▶ _Text block_:
....................
To run the example, execute the Python script:
$ python 10_getting_started_luigi.py
The execution of TaskB
will automatically trigger the execution of TaskA
due to the defined dependency. The output files for each task will be created in the specified output/
directory.
This introductory information should be sufficient to understand CLS-Luigi. There are of course many more possibilities that Luigi offers, e.g. different wrapper tasks to interact with different data and databases. More information can be found in the documentation of Luigi.
From Luigi to CLS-Luigi
CLS-Luigi combines Luigi with the (CL)S Framework. CLS is a Type-Theoretic Framework for Software Component Synthesis.
CLS fundamentally solves the type-theoretical problem of inhabitation. This problem denotes the question if a well-typed applicative term exists, that can be formed from a given repository Γ of typed combinators to satisfy a user-specified target type. The inhabitation problem can be expressed mathematically as follows: Γ ⊢? : σ. The repository Γ consists of combinators in the form (c : τ) which can be read as ”In the respository Γ it is assumed that combinator c has type τ ”. CLS implements a inhabitation algorithm that uses the combinator types to determine which combinators can be applied to each other in order to satisfy the user-specified type σ. If a Term M exists, such as it satisfies the inhabitation request (Γ ⊢ M : σ), then we call M inhabitant of σ. If you want to learn more about the topic, you can read this.
In our use case CLS generates and executes Luigi pipelines. The Repository is composed of Classes that are derived from luigi.Task
and cls_luigi.inhabitation_task.LuigiCombinator
. Finding the correct abstraction level, modeling components and creating the repository are sometimes the most difficult tasks when using CLS. It requires a lot of modeling experience as well as domain knowledge about the problem. To solve this challenge, CLS-Luigi uses Pythons reflection mechanisms to create the repository automatically. The user does not have to worry about this and simply implements components that he would have to implement anyways in some way.
....................
[Point annotation records]
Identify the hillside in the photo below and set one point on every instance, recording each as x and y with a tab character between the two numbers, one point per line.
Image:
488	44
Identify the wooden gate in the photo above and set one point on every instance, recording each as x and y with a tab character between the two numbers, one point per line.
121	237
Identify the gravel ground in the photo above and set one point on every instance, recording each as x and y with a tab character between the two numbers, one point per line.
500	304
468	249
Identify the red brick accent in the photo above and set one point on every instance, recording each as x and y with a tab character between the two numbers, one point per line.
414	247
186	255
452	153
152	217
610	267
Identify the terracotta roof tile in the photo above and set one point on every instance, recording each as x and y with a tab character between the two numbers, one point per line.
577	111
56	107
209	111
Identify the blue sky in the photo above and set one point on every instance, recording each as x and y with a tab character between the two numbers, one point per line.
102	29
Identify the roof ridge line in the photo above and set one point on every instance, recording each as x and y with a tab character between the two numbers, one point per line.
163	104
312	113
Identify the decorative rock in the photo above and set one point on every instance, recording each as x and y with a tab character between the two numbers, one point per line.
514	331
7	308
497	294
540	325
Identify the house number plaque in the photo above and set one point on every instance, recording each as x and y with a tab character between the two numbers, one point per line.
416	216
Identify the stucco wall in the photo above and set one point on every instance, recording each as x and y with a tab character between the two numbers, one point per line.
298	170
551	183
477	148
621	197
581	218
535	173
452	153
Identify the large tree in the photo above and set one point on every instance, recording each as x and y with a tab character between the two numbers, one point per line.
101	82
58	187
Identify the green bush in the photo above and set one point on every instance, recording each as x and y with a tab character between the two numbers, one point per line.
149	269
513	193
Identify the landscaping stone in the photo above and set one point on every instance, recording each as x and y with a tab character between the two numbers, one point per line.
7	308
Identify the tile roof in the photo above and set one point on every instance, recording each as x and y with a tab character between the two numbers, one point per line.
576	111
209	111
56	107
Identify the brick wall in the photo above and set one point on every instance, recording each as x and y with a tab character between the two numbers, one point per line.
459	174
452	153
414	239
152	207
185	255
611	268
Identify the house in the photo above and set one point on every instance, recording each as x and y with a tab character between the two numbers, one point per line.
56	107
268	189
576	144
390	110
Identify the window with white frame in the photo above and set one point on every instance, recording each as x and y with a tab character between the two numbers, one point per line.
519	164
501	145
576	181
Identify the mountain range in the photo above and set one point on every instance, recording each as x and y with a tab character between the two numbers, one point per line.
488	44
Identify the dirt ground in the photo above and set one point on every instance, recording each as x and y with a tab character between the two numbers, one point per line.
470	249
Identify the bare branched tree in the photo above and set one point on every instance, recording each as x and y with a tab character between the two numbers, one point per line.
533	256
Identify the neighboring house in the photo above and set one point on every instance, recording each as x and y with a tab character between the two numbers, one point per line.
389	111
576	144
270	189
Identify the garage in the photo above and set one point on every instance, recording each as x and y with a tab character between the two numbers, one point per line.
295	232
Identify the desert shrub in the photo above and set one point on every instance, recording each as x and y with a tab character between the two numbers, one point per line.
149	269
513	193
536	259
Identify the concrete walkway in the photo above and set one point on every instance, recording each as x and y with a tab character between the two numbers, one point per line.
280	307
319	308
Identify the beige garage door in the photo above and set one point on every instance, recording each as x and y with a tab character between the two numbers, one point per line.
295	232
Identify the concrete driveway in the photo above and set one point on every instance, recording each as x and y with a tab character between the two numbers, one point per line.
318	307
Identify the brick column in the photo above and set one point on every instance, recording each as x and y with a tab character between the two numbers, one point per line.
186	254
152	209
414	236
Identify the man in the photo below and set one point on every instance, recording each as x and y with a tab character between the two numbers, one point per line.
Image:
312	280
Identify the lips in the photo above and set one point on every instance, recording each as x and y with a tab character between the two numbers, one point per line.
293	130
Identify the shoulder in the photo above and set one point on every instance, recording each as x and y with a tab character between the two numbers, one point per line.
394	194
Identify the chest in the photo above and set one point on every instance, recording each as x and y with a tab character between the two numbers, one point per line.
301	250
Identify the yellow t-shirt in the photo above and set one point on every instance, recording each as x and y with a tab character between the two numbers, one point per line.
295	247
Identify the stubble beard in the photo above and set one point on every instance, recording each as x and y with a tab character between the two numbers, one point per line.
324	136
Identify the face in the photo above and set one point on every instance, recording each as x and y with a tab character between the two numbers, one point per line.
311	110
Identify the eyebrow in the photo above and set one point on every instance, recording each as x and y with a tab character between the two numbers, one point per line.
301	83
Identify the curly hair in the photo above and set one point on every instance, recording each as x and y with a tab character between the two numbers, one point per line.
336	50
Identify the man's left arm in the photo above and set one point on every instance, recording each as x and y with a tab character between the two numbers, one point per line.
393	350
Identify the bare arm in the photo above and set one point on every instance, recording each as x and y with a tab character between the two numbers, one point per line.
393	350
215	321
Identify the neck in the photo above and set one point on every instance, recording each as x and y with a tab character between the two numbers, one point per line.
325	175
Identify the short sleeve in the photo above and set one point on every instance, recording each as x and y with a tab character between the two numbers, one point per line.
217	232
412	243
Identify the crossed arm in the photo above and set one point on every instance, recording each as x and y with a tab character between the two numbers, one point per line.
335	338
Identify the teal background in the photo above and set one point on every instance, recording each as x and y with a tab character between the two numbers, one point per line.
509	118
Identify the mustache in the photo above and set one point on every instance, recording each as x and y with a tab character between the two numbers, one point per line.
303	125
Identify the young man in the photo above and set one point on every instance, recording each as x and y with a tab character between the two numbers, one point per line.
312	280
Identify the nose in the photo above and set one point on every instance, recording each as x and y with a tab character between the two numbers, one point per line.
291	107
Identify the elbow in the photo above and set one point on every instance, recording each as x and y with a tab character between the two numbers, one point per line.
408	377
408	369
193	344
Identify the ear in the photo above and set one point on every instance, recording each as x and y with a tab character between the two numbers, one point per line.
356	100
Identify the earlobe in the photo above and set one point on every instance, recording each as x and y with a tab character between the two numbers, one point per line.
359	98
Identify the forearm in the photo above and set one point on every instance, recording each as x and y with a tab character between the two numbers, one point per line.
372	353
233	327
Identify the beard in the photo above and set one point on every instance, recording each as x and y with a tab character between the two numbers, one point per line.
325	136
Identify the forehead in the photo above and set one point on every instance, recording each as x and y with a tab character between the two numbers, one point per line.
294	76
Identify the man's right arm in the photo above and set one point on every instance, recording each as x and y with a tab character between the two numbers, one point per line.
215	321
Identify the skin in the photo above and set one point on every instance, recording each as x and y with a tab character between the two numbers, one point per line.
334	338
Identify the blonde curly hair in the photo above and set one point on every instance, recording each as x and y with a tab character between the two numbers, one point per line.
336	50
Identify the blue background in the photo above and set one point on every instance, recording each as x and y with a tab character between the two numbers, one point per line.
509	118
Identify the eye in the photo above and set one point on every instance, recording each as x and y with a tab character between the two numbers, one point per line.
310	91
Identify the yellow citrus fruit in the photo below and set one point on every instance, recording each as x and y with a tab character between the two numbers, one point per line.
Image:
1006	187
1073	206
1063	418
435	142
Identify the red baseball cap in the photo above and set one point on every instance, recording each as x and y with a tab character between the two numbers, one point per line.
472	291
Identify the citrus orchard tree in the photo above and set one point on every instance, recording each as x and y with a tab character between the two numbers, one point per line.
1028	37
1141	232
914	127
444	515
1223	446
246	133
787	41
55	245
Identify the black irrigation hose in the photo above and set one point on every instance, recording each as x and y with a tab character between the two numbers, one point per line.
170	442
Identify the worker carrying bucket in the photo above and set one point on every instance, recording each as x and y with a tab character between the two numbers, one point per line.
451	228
....................
▶ _Exercise A_:
Translate this sentence from the CLS-Luigi text into Spanish: "CLS-Luigi combines Luigi with the (CL)S Framework."
▶ _Exercise B_:
In the CLS-Luigi text, why does CLS-Luigi use Python's reflection mechanisms to build the repository? Answer in one to three sentences.
▶ _Exercise C_:
Write what comes next in the CLS-Luigi text, picking up after its last sentence.

▶ _Exercise response A_:
CLS-Luigi combina Luigi con el framework (CL)S.

▶ _Exercise response B_:
Finding the right level of abstraction, modeling components and creating the repository are often the hardest parts of using CLS, and they take a lot of modeling experience and domain knowledge. CLS-Luigi uses reflection to build the repository automatically. The user then only writes the components they would have needed to write anyway.

▶ _Exercise response C_:
CLS-Luigi generates all feasible luigi pipelines for a given target based on a repository of luigi-tasks using cls-python.
A Luigi tasks that not only inherit from luigi.Task
but also from inhabitation_task.LuigiCombinator
are automatically considered a component and thus will be added to the repository. All that needs to be done is to implement the methods run()
, output()
and requires()
.
Workflow of CLS-Luigi
To create a pipeline, we need to follow these steps:
Step 1: Designing the Pipeline
First, we need to determine the structure of our pipeline. Consider the work steps (tasks) involved, their inputs and outputs, and how the data should flow through the pipeline. This careful planning will lay the foundation for a successful implementation. At this stage, it is essential to consider the potential variation points within our pipeline. These points represent locations where algorithmic components can be swapped out. While these components typically serve the same purpose, they may employ different methodologies, such as alternative heuristics for a given problem. By identifying these variation points, we can create abstract classes that can be used to specify method implementations that must be utilized in the child classes. For instance, this could be used to employ the template method design pattern to enforce a required algorithmic flow within the components.
Step 2: Implementing the Work Steps
Once we have designed our pipeline, it’s time to implement the work steps. We achieve this by creating classes that inherit from luigi.Task. These classes will represent the individual tasks within our pipeline. To create a new task class, we override the necessary methods (requires(), run(), output()) as explained in the documentation on What is a Luigi Task?.
While implementing the new task class, it’s essential to ensure that it also inherits from LuigiCombinator. This step enables us to add these classes to the component repository through reflection, making them eligible for pipeline synthesis and variance consideration.
Ensure that each task is appropriately labeled as either an abstract or a concrete class. This can be accomplished by modifying the class variable abstract and setting it to either True or False.
Step 3: Writing the Boilerplate Code
In the final step, we only require a small portion of boilerplate code to initiate the synthesis and subsequent execution of our pipelines. This boilerplate code remains mostly consistent across different implementations. In the future, we aim to integrate it into our framework so that users will not have to write it themselves, unless they specifically wish to make modifications for a particular use case.
By following these steps, we can fully leverage the capabilities of CLS-Luigi to construct intricate and efficient pipelines for various data processing tasks.
Feel free to refer to the CLS-Luigi documentation for more comprehensive information on the framework’s features and advanced usage.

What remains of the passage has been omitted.